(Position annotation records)

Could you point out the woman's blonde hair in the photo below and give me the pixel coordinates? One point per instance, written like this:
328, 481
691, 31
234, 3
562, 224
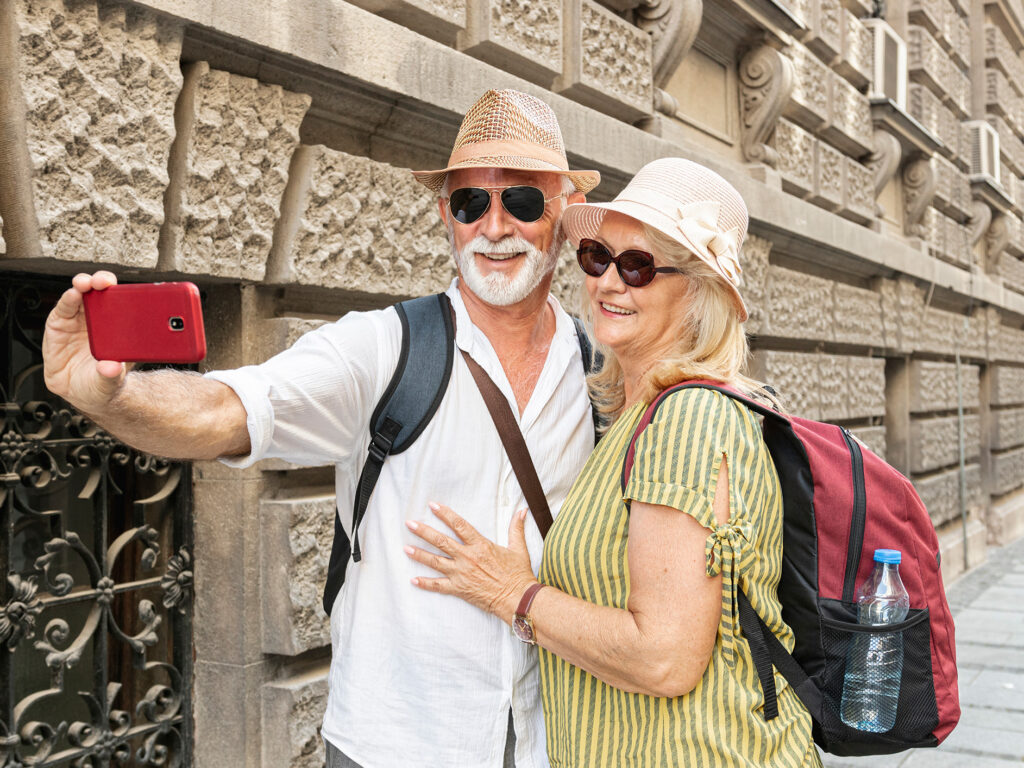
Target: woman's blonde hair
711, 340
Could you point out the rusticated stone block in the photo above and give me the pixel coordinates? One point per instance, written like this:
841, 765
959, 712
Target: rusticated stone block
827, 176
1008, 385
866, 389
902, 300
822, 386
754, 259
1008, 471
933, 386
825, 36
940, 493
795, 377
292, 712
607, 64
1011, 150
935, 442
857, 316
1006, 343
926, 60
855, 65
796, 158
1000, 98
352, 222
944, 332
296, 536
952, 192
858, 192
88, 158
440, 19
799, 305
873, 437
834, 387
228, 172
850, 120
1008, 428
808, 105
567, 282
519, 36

--

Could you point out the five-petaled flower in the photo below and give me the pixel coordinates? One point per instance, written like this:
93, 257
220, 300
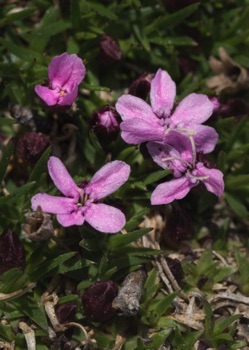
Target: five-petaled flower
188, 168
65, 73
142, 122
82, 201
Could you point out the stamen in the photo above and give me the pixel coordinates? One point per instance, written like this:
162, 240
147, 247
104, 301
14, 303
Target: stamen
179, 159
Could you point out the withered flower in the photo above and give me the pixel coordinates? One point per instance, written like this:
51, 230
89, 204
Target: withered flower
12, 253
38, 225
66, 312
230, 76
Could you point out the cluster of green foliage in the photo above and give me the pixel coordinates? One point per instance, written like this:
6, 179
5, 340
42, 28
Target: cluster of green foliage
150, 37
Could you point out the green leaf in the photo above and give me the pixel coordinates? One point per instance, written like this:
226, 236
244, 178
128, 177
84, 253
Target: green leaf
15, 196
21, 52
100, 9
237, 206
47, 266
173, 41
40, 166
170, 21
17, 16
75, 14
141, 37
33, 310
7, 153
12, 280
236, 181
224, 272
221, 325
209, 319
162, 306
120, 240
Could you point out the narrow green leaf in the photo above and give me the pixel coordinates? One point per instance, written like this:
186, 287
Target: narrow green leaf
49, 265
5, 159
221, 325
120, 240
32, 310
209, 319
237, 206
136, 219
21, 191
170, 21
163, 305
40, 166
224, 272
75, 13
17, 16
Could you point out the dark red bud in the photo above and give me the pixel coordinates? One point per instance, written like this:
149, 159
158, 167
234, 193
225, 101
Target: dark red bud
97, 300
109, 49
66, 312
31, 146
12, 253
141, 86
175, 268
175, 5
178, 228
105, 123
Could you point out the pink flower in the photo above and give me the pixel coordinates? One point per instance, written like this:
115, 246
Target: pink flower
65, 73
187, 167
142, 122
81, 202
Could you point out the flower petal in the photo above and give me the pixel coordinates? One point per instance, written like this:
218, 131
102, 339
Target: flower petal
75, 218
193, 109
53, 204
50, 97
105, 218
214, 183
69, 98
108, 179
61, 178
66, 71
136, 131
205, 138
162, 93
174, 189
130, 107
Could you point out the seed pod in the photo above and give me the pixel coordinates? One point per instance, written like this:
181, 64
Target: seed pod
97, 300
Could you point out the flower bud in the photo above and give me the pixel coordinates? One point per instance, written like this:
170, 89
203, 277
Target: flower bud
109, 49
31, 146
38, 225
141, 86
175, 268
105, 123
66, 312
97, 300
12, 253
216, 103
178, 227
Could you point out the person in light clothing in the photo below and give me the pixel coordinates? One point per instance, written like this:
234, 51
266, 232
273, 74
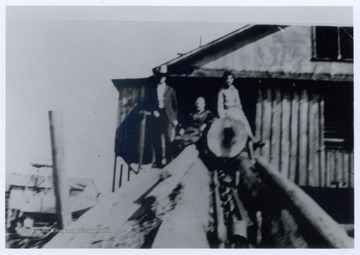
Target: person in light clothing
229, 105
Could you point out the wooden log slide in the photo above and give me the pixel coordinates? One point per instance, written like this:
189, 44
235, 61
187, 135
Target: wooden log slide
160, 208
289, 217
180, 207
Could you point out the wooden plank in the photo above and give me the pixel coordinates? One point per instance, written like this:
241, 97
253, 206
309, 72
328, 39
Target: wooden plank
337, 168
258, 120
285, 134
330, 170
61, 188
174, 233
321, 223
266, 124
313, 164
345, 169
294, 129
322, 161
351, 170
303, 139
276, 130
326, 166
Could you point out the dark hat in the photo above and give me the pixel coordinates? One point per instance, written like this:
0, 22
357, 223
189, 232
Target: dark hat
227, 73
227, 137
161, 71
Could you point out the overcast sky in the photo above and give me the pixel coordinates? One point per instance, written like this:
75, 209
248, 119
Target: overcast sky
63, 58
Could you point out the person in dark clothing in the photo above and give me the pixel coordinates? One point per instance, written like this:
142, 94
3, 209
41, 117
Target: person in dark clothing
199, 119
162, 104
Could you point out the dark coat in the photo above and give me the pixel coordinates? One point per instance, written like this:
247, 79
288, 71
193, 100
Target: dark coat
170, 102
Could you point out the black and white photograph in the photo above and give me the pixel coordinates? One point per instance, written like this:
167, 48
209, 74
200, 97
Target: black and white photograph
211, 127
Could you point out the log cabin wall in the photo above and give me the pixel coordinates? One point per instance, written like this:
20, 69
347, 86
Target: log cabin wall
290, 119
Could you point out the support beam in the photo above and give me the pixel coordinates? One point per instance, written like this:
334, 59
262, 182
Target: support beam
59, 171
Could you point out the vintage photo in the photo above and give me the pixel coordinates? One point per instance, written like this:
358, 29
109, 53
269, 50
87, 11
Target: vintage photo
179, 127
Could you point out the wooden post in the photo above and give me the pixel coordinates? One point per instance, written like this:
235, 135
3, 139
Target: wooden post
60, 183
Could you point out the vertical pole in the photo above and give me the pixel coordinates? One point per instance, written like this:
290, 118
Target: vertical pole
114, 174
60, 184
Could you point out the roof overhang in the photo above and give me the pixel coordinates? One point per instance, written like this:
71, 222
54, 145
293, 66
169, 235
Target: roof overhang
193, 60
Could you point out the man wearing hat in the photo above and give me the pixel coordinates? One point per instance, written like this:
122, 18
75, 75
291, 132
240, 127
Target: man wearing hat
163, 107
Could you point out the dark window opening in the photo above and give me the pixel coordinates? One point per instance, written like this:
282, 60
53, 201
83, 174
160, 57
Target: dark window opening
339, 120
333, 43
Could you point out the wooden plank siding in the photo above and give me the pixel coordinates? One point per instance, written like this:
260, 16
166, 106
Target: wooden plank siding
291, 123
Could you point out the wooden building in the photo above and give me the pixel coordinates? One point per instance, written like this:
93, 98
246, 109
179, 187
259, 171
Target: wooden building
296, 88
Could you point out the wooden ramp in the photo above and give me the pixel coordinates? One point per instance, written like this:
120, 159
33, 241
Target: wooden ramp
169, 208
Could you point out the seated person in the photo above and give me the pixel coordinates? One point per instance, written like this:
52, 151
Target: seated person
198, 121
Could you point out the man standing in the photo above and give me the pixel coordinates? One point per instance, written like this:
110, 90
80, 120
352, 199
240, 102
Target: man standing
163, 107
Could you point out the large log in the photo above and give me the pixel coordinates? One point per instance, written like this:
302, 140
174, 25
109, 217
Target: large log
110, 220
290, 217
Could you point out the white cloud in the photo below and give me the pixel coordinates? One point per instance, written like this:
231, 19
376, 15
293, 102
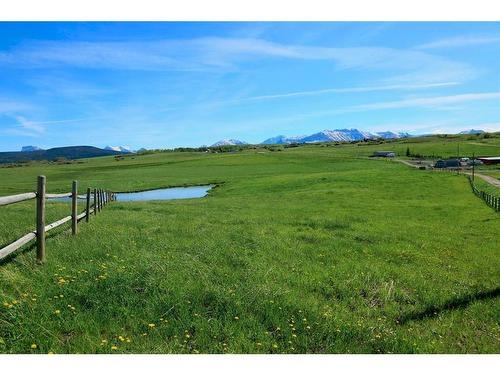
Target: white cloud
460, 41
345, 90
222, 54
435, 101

**WORK REQUIRED**
Count the lines in the records that contain the word "narrow", and reply with only the number.

**OUTPUT FOR THIS EXERCISE**
2